#### [Goal]
Count how many lines of the records below contain the string "verge". Case counts, and the answer should be only the number.
** Start **
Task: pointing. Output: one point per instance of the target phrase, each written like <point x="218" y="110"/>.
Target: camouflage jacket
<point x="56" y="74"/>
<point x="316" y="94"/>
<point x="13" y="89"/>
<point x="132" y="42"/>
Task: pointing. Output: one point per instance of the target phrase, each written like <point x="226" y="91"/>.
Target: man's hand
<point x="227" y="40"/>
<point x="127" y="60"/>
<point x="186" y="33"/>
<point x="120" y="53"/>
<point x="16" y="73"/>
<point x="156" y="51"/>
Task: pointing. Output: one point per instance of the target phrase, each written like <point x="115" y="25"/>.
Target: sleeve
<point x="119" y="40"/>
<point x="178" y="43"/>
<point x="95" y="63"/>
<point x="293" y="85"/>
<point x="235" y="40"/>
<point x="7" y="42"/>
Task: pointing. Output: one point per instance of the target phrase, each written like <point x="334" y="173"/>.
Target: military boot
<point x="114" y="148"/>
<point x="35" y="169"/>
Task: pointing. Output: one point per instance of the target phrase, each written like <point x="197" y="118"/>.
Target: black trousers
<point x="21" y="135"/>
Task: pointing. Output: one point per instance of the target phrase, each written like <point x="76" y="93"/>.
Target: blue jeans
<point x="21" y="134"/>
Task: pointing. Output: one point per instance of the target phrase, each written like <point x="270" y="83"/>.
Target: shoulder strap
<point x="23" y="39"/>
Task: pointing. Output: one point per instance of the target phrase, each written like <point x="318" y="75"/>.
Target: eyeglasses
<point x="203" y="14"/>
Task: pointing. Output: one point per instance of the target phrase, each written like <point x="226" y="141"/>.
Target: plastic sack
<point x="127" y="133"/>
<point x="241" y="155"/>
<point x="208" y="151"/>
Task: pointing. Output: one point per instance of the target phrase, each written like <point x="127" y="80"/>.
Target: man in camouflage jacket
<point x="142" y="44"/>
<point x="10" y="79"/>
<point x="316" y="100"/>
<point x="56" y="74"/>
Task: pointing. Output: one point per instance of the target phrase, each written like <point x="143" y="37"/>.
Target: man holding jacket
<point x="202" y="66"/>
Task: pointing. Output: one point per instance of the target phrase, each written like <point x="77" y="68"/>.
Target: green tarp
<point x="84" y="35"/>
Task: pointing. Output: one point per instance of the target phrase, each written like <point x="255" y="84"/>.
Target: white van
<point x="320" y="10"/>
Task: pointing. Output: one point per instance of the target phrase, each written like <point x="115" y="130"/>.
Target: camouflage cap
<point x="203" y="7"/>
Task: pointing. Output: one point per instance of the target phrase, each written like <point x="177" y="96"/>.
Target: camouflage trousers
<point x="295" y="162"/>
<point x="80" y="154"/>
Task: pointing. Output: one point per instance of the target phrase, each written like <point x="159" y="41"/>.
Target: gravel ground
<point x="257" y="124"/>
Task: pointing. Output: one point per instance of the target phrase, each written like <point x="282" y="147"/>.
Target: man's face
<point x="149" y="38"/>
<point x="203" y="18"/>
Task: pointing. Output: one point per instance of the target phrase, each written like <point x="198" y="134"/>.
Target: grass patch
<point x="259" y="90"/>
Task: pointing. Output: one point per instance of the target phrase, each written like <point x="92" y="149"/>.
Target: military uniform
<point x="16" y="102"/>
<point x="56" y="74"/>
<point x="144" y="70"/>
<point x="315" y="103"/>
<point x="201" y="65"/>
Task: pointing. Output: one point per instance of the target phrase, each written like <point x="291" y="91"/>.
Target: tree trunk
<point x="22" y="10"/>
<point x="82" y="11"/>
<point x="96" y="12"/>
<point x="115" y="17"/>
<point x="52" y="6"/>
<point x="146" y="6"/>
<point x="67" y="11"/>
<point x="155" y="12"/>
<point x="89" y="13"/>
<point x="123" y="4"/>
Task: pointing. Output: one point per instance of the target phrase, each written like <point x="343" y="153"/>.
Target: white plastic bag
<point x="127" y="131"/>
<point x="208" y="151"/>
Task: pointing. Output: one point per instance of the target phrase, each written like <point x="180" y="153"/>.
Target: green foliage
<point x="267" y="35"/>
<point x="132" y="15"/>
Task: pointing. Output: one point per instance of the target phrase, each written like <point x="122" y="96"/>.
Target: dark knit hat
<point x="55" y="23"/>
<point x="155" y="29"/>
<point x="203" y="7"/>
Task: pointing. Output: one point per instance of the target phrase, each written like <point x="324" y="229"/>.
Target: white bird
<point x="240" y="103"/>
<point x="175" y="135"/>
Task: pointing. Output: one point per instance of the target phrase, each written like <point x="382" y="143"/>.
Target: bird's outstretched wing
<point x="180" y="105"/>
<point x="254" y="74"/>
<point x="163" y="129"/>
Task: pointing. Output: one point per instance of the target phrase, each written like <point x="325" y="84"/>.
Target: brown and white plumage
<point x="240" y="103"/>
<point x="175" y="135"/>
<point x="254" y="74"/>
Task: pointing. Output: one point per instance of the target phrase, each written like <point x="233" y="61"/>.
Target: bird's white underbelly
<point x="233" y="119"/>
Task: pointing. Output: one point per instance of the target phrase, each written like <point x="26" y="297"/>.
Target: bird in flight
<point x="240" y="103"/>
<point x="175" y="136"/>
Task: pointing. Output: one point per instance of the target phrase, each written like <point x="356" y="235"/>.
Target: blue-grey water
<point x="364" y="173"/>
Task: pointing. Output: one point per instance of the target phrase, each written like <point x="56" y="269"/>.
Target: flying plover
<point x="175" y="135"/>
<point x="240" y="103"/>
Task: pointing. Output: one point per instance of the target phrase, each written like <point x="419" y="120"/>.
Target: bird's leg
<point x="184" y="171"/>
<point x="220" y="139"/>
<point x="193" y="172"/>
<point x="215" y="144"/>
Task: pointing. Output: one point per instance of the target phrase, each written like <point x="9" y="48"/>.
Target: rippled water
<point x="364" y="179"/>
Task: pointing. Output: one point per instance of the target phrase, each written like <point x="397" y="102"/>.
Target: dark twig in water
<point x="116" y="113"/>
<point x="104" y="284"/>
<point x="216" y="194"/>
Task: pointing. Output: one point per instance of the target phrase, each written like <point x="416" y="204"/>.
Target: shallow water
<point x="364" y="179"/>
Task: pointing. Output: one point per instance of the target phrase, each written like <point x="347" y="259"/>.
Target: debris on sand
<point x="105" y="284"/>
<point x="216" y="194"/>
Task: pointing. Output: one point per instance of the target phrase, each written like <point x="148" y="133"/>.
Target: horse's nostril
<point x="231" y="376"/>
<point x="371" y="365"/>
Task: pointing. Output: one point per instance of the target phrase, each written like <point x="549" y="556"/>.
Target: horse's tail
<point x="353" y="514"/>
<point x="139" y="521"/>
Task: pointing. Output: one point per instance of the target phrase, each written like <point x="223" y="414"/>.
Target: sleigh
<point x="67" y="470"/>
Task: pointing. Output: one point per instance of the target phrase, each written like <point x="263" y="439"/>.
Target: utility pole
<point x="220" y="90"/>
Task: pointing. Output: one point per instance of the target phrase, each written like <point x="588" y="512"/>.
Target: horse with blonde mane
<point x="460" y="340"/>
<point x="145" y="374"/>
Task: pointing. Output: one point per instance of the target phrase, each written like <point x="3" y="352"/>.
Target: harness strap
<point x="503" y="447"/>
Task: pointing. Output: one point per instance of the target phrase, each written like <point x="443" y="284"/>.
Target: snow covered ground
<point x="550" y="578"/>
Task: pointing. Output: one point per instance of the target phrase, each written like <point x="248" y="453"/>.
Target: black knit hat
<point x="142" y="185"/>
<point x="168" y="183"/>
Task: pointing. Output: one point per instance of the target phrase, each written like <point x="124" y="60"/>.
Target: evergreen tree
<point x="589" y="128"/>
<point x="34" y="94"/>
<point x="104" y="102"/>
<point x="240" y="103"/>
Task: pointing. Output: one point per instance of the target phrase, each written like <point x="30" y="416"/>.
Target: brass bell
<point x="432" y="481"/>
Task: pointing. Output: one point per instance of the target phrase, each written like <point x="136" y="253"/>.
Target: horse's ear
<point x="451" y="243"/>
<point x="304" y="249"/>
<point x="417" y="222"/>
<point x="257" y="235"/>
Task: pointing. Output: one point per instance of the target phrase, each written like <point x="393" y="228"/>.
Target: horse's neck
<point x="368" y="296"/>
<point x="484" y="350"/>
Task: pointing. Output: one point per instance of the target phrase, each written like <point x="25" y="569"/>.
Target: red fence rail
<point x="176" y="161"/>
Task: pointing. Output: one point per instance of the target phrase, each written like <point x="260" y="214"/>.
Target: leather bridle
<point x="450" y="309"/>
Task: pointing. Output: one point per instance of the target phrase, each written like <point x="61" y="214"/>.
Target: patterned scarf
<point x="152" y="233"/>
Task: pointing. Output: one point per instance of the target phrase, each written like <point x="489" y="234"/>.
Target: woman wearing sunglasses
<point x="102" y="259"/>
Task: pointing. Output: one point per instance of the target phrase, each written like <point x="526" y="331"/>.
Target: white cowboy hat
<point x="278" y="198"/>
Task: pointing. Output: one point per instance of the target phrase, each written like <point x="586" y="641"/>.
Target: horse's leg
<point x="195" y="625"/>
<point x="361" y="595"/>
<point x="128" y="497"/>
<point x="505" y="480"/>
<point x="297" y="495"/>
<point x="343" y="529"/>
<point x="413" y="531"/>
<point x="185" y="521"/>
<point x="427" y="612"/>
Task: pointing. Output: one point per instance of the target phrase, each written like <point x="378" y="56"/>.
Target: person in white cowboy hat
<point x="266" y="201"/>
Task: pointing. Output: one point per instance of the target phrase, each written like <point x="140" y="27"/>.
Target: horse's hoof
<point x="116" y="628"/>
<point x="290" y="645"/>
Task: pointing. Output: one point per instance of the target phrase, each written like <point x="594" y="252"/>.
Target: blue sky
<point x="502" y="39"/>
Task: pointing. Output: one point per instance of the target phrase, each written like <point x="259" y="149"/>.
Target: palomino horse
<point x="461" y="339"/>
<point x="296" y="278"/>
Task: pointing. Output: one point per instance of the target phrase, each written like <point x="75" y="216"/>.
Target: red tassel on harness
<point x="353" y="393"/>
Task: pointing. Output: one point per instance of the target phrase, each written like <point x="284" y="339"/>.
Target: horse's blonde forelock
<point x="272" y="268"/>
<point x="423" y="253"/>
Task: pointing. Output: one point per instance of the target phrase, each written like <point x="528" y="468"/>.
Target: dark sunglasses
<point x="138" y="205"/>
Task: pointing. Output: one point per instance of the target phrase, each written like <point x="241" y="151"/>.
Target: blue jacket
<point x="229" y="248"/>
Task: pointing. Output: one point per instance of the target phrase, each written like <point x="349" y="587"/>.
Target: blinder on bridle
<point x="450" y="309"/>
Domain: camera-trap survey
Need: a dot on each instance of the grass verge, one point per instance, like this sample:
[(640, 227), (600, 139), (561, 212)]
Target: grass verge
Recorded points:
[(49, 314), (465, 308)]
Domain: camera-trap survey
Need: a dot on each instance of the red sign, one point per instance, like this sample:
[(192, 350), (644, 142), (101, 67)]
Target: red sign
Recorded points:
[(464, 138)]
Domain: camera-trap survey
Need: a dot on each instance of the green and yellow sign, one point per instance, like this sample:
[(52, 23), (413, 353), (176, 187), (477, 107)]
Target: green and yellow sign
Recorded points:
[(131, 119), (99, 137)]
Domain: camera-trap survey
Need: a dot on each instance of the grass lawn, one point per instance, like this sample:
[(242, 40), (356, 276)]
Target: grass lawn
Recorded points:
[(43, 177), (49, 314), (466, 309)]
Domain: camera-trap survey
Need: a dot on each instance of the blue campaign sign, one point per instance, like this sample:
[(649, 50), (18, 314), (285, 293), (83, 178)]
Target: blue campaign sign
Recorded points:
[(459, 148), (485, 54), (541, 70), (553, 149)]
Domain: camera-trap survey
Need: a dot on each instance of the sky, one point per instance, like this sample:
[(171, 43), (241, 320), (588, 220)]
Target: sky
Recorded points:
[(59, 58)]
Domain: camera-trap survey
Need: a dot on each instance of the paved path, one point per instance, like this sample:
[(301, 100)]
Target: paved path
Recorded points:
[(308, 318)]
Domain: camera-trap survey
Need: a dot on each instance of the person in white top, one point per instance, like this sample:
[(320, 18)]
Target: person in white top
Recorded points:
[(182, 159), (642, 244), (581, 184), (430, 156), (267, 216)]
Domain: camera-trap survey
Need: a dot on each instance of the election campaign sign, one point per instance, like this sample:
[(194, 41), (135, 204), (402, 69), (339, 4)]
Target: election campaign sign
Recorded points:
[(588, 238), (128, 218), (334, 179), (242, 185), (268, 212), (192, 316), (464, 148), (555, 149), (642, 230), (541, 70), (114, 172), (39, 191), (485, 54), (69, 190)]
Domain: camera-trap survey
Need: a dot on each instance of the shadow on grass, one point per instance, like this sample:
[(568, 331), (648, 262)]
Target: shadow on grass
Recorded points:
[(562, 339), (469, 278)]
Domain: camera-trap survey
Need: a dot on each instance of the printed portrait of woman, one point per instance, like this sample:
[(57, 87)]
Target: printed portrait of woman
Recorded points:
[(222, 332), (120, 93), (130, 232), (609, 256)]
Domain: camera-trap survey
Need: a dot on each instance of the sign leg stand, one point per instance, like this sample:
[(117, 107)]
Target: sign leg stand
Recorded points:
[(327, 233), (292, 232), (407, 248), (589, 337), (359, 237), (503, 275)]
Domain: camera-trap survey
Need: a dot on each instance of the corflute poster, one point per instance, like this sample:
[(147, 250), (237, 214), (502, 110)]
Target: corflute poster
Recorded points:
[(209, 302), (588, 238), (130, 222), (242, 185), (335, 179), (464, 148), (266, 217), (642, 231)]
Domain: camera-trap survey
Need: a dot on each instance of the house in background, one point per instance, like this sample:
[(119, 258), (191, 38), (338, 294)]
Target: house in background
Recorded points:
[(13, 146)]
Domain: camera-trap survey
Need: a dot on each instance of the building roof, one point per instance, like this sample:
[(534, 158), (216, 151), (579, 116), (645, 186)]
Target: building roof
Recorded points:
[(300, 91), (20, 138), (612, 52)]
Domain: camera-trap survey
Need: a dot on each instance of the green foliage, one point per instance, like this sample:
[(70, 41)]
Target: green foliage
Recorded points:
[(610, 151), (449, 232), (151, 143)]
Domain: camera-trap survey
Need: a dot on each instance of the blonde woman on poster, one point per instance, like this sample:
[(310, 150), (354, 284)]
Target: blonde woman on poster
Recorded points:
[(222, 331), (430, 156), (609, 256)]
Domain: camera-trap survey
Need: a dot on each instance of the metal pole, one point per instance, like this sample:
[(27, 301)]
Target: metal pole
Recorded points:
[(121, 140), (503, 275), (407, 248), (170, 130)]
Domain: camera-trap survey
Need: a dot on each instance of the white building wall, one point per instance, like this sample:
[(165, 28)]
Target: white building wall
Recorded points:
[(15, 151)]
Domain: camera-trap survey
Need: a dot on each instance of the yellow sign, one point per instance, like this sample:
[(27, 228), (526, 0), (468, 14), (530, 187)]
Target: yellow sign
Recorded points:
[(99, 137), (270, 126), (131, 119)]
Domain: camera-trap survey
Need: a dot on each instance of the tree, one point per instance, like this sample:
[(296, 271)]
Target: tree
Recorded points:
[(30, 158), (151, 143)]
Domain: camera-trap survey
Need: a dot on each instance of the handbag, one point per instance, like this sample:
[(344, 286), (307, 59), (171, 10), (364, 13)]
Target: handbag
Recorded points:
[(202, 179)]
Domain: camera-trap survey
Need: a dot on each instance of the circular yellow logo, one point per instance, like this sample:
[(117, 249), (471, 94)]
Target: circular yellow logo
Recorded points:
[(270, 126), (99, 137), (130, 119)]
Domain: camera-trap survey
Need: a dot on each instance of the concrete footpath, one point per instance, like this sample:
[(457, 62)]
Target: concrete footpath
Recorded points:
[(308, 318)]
** End **
#### [Final answer]
2